> **What to work on**: Reproduce the passage about the Oxford High shooting and the charges against James and Jennifer Crumbley word for word, in full.

═════ Quoted passage

When word got out that there was an active shooter on campus, Jennifer Crumbley had texted her son at 1:22 pm stating, “Ethan, don’t do it.” At 1:37 pm James Crumbley called 911 and said a gun was missing from his house, and that he believed his son was the active shooter. It turns out the gun was stored unlocked in a drawer in the Crumbley household. The gun recovered after the shooting was the same gun purchased by James Crumbley. The prosecution has released a charging document that states that four counts of involuntary manslaughter have been charged to both James and Jennifer Crumbley.
On Friday, December 3, just hours after the prosecutor announced the involuntary manslaughter charges for James and Jennifer, both parents were reported missing. Their arraignment was scheduled for late Friday afternoon, but officials could no longer track their phones after they had been turned off. Their attorney said they left for their own safety, but it seemed suspicious once it was revealed they had taken out $4,000 from a nearby ATM. U.S. Marshalls announced a $10,000 reward for any information regarding the parents’ whereabouts.
Authorities were able to find the parents and the vehicle that was reported missing. They were located on the first floor of an industrial building after their vehicle had been spotted.
Gun Violence in Schools: A Never-Ending Issue?It seems the entire community in Michigan is applauding the Oakland County Sheriff’s office for their quick apprehension of the school shooter. In an interview with a local news station, Sheriff Michael Bouchard explains that his team has been studying world events to prepare for horrific situations like this particular one. He explains that they “hope and pray” that it never happens to them but need to have the preparation regardless.
It raises the question—is preparation really the answer? Over the last few years, the United States has seen a terrifying rise in school shootings. USA Today reports that the Oxford High shooting is the 28th of 29 school shootings to occur in 2021. Although the COVID-19 pandemic put a brief pause on school shootings due to at-home schooling, it appears gun violence in schools has become its own pandemic. Of the 29 school shootings, 21 of them have occurred since August, when students returned to the classroom full time.

══════════
═════ Input data

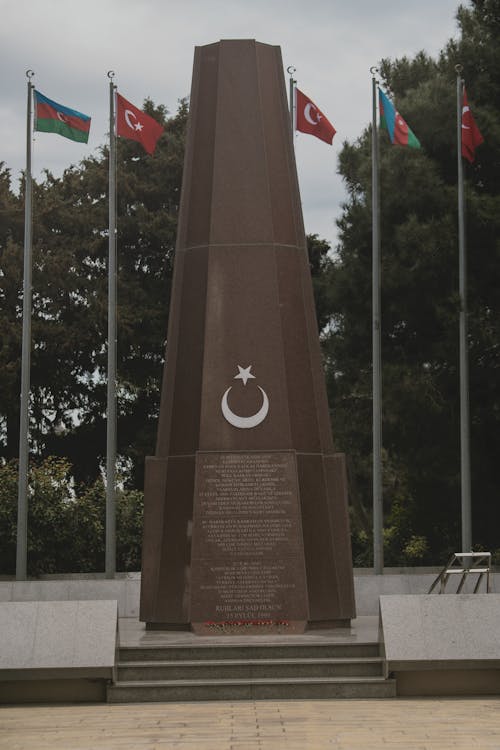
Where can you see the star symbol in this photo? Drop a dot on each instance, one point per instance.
(244, 374)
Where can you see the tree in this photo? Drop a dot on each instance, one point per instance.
(68, 369)
(420, 301)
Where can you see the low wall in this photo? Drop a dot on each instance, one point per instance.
(125, 588)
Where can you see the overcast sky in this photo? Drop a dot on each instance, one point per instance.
(149, 44)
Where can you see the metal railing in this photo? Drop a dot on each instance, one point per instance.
(465, 564)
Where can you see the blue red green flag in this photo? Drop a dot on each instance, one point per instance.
(390, 119)
(51, 117)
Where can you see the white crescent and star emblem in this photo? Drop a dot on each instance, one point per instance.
(132, 125)
(243, 423)
(309, 109)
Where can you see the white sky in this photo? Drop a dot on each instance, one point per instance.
(71, 44)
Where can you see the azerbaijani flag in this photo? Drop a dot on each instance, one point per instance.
(51, 117)
(390, 119)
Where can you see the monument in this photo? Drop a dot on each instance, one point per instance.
(245, 518)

══════════

> **Result**:
When word got out that there was an active shooter on campus, Jennifer Crumbley had texted her son at 1:22 pm stating, “Ethan, don’t do it.” At 1:37 pm James Crumbley called 911 and said a gun was missing from his house, and that he believed his son was the active shooter. It turns out the gun was stored unlocked in a drawer in the Crumbley household. The gun recovered after the shooting was the same gun purchased by James Crumbley. The prosecution has released a charging document that states that four counts of involuntary manslaughter have been charged to both James and Jennifer Crumbley.
On Friday, December 3, just hours after the prosecutor announced the involuntary manslaughter charges for James and Jennifer, both parents were reported missing. Their arraignment was scheduled for late Friday afternoon, but officials could no longer track their phones after they had been turned off. Their attorney said they left for their own safety, but it seemed suspicious once it was revealed they had taken out $4,000 from a nearby ATM. U.S. Marshalls announced a $10,000 reward for any information regarding the parents’ whereabouts.
Authorities were able to find the parents and the vehicle that was reported missing. They were located on the first floor of an industrial building after their vehicle had been spotted.
Gun Violence in Schools: A Never-Ending Issue?It seems the entire community in Michigan is applauding the Oakland County Sheriff’s office for their quick apprehension of the school shooter. In an interview with a local news station, Sheriff Michael Bouchard explains that his team has been studying world events to prepare for horrific situations like this particular one. He explains that they “hope and pray” that it never happens to them but need to have the preparation regardless.
It raises the question—is preparation really the answer? Over the last few years, the United States has seen a terrifying rise in school shootings. USA Today reports that the Oxford High shooting is the 28th of 29 school shootings to occur in 2021. Although the COVID-19 pandemic put a brief pause on school shootings due to at-home schooling, it appears gun violence in schools has become its own pandemic. Of the 29 school shootings, 21 of them have occurred since August, when students returned to the classroom full time.